Copy out the spinal cord passage in full, word for word.
:: DOCUMENT SEGMENT
Spinal Cord

Classical descriptions of secondary sensory processing in the spinal cord describe neurons of lamina I (marginal zone) and lamina V of the dorsal horn as cells of origin for crossed projections into the spinothalamic/anterolateral system for the processing of pain and temperature sensation (protopathic modalities). Primary sensory large-diameter axons, carrying information about fine discriminative touch, vibratory sensation, and joint position sense (epicritic modalities), enter through the dorsal root entry zone and travel rostrally into the dorsal column system, bypassing synapses in the spinal cord; these axons terminate in their secondary sensory nuclei, gracilis and cuneatus, in the caudal medulla. According to this scheme, pure dorsal column lesions should result in the total loss of epicritic sensation on the ipsilateral side of the body below the level of the lesion. However, such lesions result in diminution of these epicritic sensations or in the inability to discriminate vibratory sensations of different frequencies, but not in the total loss of these modalities. Only with additional damage to the dorsolateral part of the lateral funiculus is profound loss of epicritic sensation observed. This is because additional dorsal horn neurons receive primary sensory input related to epicritic sensation and send ipsilateral projections into the dorsolateral funiculus, providing additional contributions to lemniscal processing of fine discriminative modalities. In addition, some large-diameter primary axons of the epicritic dorsal column system send collaterals into nociceptive processing zones in the spinal cord, where they can alter pain thresholds and dampen nociception. These collaterals are activated by rubbing an area of the body that has just sustained a potentially painful injury and also are a major mechanism of pain control from dorsal column stimulation.
::::
:: DATA RECORDS
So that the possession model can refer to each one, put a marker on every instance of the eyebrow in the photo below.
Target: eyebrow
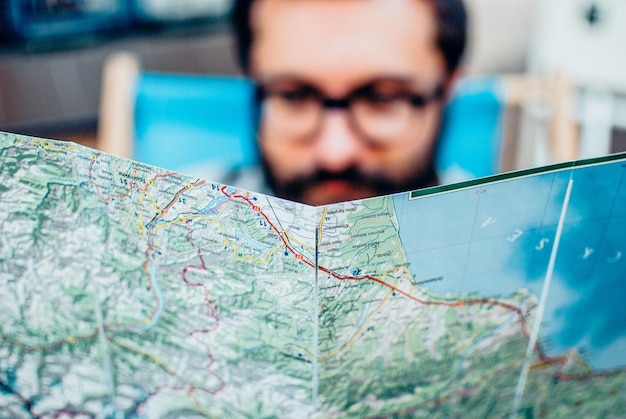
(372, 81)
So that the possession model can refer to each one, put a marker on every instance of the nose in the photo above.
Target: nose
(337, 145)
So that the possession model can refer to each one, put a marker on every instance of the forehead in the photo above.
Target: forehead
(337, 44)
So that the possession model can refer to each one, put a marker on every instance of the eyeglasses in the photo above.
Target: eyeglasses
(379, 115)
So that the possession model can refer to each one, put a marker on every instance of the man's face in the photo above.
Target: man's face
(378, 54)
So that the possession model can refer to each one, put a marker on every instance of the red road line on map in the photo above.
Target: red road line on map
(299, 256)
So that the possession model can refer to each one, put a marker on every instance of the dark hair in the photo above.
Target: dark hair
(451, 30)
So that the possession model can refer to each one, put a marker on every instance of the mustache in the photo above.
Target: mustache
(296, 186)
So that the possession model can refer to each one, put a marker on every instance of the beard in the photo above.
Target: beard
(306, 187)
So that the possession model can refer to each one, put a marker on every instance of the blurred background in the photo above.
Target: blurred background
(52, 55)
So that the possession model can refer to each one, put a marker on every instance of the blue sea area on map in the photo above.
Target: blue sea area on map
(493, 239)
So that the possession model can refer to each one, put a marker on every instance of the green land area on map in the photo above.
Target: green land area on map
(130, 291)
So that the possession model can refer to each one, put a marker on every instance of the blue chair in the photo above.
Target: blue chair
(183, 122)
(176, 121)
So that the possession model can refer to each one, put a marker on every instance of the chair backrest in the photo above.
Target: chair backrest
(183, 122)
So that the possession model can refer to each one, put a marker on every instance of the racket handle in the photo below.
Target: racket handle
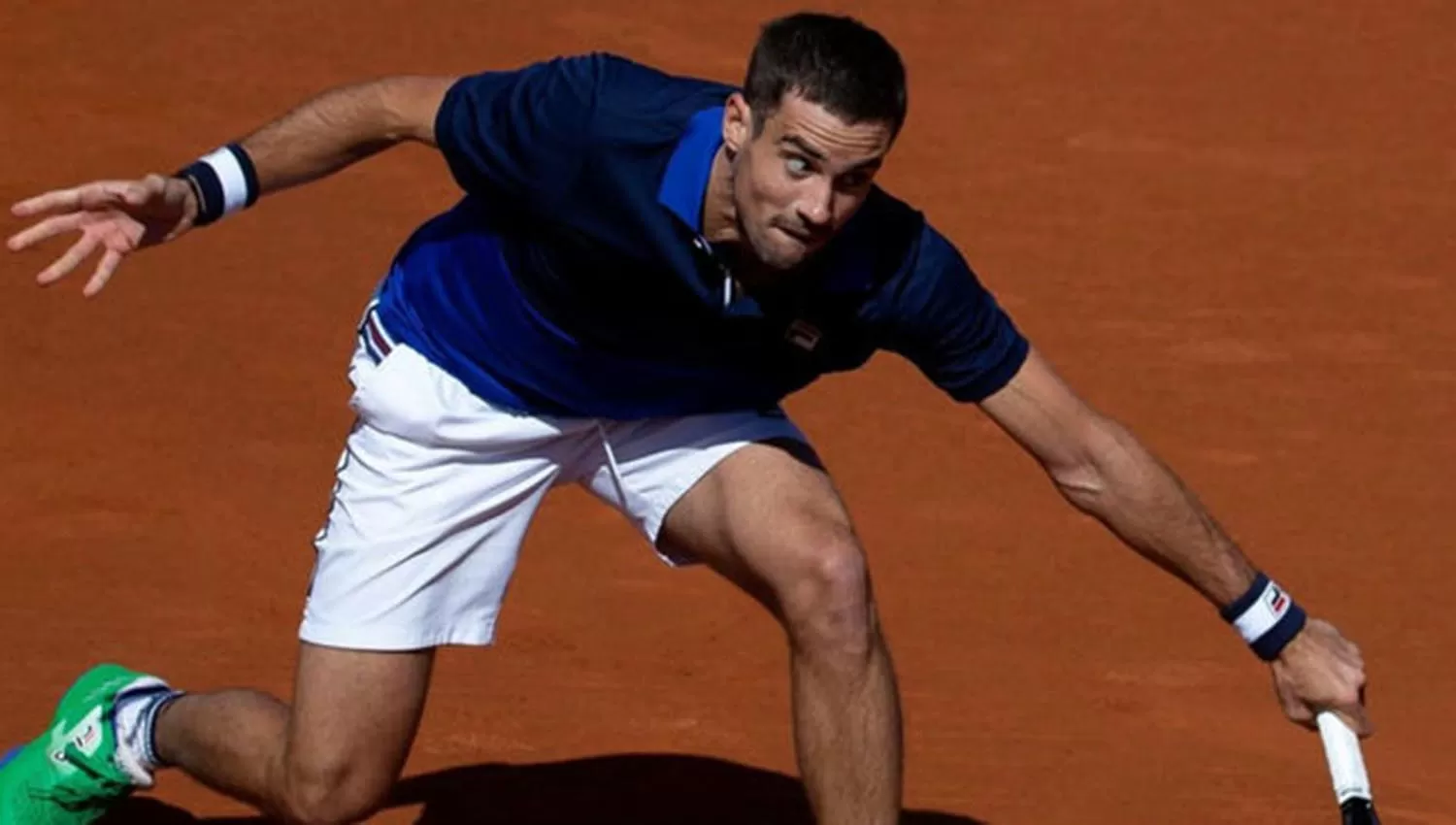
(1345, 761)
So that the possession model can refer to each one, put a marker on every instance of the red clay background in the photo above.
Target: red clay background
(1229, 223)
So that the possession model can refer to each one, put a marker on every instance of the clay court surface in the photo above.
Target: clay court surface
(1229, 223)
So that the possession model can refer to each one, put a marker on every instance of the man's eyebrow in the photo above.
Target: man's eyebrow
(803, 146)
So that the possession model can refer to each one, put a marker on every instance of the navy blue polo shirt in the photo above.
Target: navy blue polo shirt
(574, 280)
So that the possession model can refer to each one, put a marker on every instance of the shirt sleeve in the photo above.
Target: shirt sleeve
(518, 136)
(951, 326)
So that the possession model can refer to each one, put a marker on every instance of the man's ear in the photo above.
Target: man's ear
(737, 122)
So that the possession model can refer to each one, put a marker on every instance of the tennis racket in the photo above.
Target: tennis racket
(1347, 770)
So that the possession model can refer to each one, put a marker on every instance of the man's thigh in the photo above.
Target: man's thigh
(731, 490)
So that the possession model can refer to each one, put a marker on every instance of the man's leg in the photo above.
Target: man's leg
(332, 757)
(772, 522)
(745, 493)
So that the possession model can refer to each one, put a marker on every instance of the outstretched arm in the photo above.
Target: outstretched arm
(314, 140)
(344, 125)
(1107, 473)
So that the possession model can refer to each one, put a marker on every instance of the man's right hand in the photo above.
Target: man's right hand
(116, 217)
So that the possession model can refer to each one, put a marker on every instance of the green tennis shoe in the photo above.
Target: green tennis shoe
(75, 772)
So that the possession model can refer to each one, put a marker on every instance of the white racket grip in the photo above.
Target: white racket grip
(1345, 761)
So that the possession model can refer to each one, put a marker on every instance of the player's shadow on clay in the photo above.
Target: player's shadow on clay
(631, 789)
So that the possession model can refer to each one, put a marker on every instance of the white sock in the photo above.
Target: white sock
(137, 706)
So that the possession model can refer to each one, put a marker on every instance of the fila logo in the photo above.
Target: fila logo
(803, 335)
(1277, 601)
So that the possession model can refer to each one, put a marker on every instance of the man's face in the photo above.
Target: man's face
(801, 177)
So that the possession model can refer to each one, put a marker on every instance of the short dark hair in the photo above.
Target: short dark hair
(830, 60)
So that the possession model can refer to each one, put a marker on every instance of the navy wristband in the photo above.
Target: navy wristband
::::
OUTPUT FOR THIS EXERCISE >>
Spinal Cord

Classical descriptions of secondary sensory processing in the spinal cord describe neurons of lamina I (marginal zone) and lamina V of the dorsal horn as cells of origin for crossed projections into the spinothalamic/anterolateral system for the processing of pain and temperature sensation (protopathic modalities). Primary sensory large-diameter axons, carrying information about fine discriminative touch, vibratory sensation, and joint position sense (epicritic modalities), enter through the dorsal root entry zone and travel rostrally into the dorsal column system, bypassing synapses in the spinal cord; these axons terminate in their secondary sensory nuclei, gracilis and cuneatus, in the caudal medulla. According to this scheme, pure dorsal column lesions should result in the total loss of epicritic sensation on the ipsilateral side of the body below the level of the lesion. However, such lesions result in diminution of these epicritic sensations or in the inability to discriminate vibratory sensations of different frequencies, but not in the total loss of these modalities. Only with additional damage to the dorsolateral part of the lateral funiculus is profound loss of epicritic sensation observed. This is because additional dorsal horn neurons receive primary sensory input related to epicritic sensation and send ipsilateral projections into the dorsolateral funiculus, providing additional contributions to lemniscal processing of fine discriminative modalities. In addition, some large-diameter primary axons of the epicritic dorsal column system send collaterals into nociceptive processing zones in the spinal cord, where they can alter pain thresholds and dampen nociception. These collaterals are activated by rubbing an area of the body that has just sustained a potentially painful injury and also are a major mechanism of pain control from dorsal column stimulation.